DOCUMENT TEXT:
Friday, June 13, 2014

Islamist group ISIS gained more ground in Iraq overnight with the capture of two more towns east of Baghdad, where the government is reinforcing its defenses, Al-Arabiya reports. Yesterday, U.S. President Barack Obama suggested that Washington might act. “I don’t rule out anything, because we do have a stake in making sure that these jihadists are not getting a permanent foothold in either Iraq or Syria,” The Washington Post quoted him as saying.

Iraqi-Kurdish security forces watch over refugees from the Iraqi city of Mosul at the Badria checkpoint in Iraqi-Kurdistan. Thousands of residents have fled Mosul, after terrorists from the al-Qaeda-linked organization Islamic State in Iraq and the Levant (ISIS) attacked the country's second-largest city on June 10 and drove the Iraqi army out.

Ukrainian government fighters launched an attack to gain the rebel-held southeastern town of Mariupol, as violence in the region shows little sign of abating despite President Petro Poroshenko’s pledge to end it this week. According to the Interior minister, the operation has been successful. “All key strongholds held by the terrorists are being brought under control,” he announced, with rebels saying they had lost five fighters in the battle. Moscow-backed network RT, meanwhile, cites witnesses in Sloviansk who claim that Ukrainian troops dropped incendiary bombs — which the UN prohibits — on the sieged city. Yesterday, Kiev’s Interior Ministry said that three Russian tanks had entered Ukraine and were used in fights in the east. Moscow dismissed the claims as “another fake piece of information.”

“I cannot greet the people and tell them I love them inside a sardine can, even if it is glass," Pope Francis told Barcelona daily La Vanguardia. He was speaking about the bullet-proof, glass-protected popemobile used by his predecessors since the 1981 assassination attempt on John Paul II.

Eleven people were arrested after clashes with the police in Rio de Janeiro, as anti-World Cup protesters joined a teachers’ march in the city center on the Cup’s opening day, O Globo reports. The police also fired tear gas at protesters in São Paulo, where the inaugural game was being played, with Amnesty International denouncing the use of “excessive force” and urging the Brazilian authorities to launch an investigation. There was also controversy on the field, as Brazil was awarded a generous penalty that helped the team beat Croatia 3-1. Meanwhile, there is growing outrage over the condition of the field in the town of Manaus, where England will face Italy on Saturday. According to The Daily Telegraph, the playing surface is plagued by a tropical fungus.

YOUR TASKS:
(1) Answer these questions from the news roundup:
(a) On what date did ISIS attack Mosul?
(b) How many people were arrested after the clashes with police in Rio de Janeiro?
(c) What did Pope Francis compare the bullet-proof popemobile to?
(2) Please copy part of the news roundup, starting at the words "Eleven people were" and ending after "a tropical fungus.", switching "Manaus" to "Fortaleza".
(3) Turn the news roundup paragraph that begins "Ukrainian government fighters launched an attack" into a short bulleted list that keeps its main facts.

PROVIDED RECORDS:
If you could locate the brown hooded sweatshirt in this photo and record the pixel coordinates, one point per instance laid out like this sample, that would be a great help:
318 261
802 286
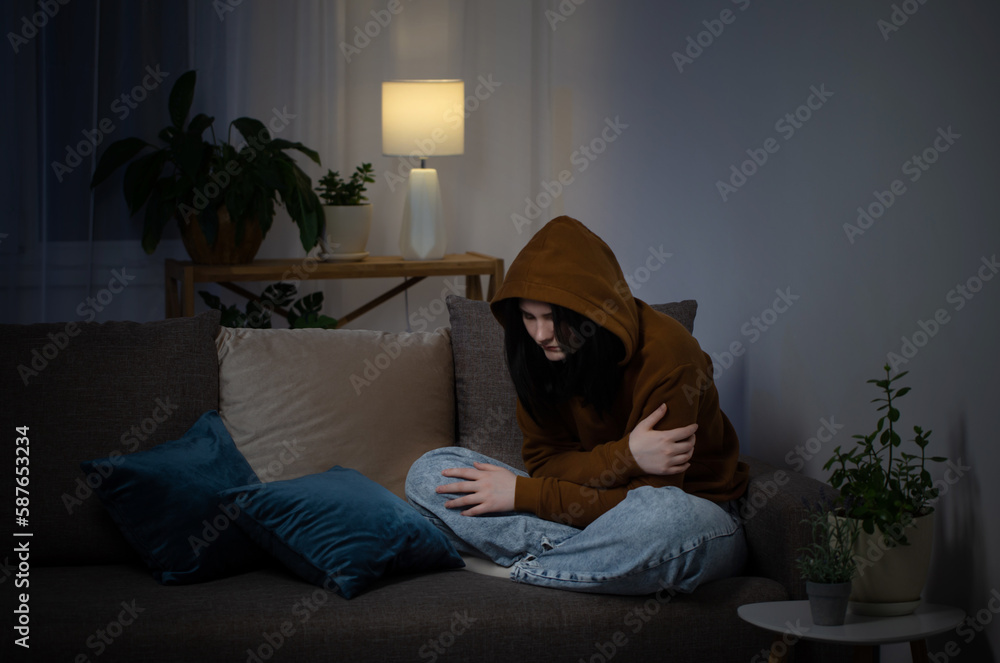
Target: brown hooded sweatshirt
580 464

CORRECT ANSWERS:
(1)
(a) June 10
(b) Eleven
(c) A sardine can

(2)
Eleven people were arrested after clashes with the police in Rio de Janeiro, as anti-World Cup protesters joined a teachers’ march in the city center on the Cup’s opening day, O Globo reports. The police also fired tear gas at protesters in São Paulo, where the inaugural game was being played, with Amnesty International denouncing the use of “excessive force” and urging the Brazilian authorities to launch an investigation. There was also controversy on the field, as Brazil was awarded a generous penalty that helped the team beat Croatia 3-1. Meanwhile, there is growing outrage over the condition of the field in the town of Fortaleza, where England will face Italy on Saturday. According to The Daily Telegraph, the playing surface is plagued by a tropical fungus.

(3)
- Ukrainian government fighters attacked the rebel-held southeastern town of Mariupol, though President Petro Poroshenko had pledged to end the violence this week.
- The Interior minister called the operation successful and said all key terrorist strongholds were being brought under control. Rebels said they lost five fighters.
- RT, a Moscow-backed network, cites witnesses in Sloviansk who claim Ukrainian troops dropped incendiary bombs, which the UN prohibits, on the besieged city.
- Kiev's Interior Ministry said three Russian tanks had entered Ukraine and were used in fighting in the east. Moscow called this "another fake piece of information."